§ Page text:

The commutators of two subsequent infinitesimal supersymmetric variations
of the fields are given by

\begin{equation}
\begin{array}{rcl}
[\delta_1,\delta_2]\Phi &=& 2i \partial_\mu \Phi
 (\bar\epsilon_1\gamma^\mu \epsilon_2-
\bar\epsilon_2 \gamma^\mu \epsilon_1) \es
                           &+& 2i \delta_g^{(\omega)} \Phi \es
                           &+& \hbox{equations of motion,}
\end{array}
\label{comm}
\end{equation}
where $\Phi$ stands for all the fields and $\omega$ is a field
dependent parameter:
\begin{equation}
\omega \equiv A_\mu \ege - S \ee. \label{eq:omega}
\end{equation}


\section{Collecting Symmetries}\label{collecting}

We have seen in the previous section that
the supersymmetry~\reff{susy} was realized nonlinearly
and, consequently, that the commutators did
not close on the translations.

§ Given problem 1:
Copy the passage on supersymmetric variations from "We have seen" up to and including "on the translations.".
§ Given problem 2:
Summarize the passage on supersymmetric variations in two sentences.

§ Extracted entries:
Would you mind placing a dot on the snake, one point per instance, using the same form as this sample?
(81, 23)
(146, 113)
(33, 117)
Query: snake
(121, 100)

§ Complete response 1:
We have seen in the previous section that
the supersymmetry~\reff{susy} was realized nonlinearly
and, consequently, that the commutators did
not close on the translations.

§ Complete response 2:
The commutator of two subsequent infinitesimal supersymmetric variations of the fields is given as a sum of three parts: a term with the derivative of the fields, a variation depending on a field-dependent parameter ω, and equations of motion. Because the supersymmetry was realized nonlinearly, the commutators did not close on the translations.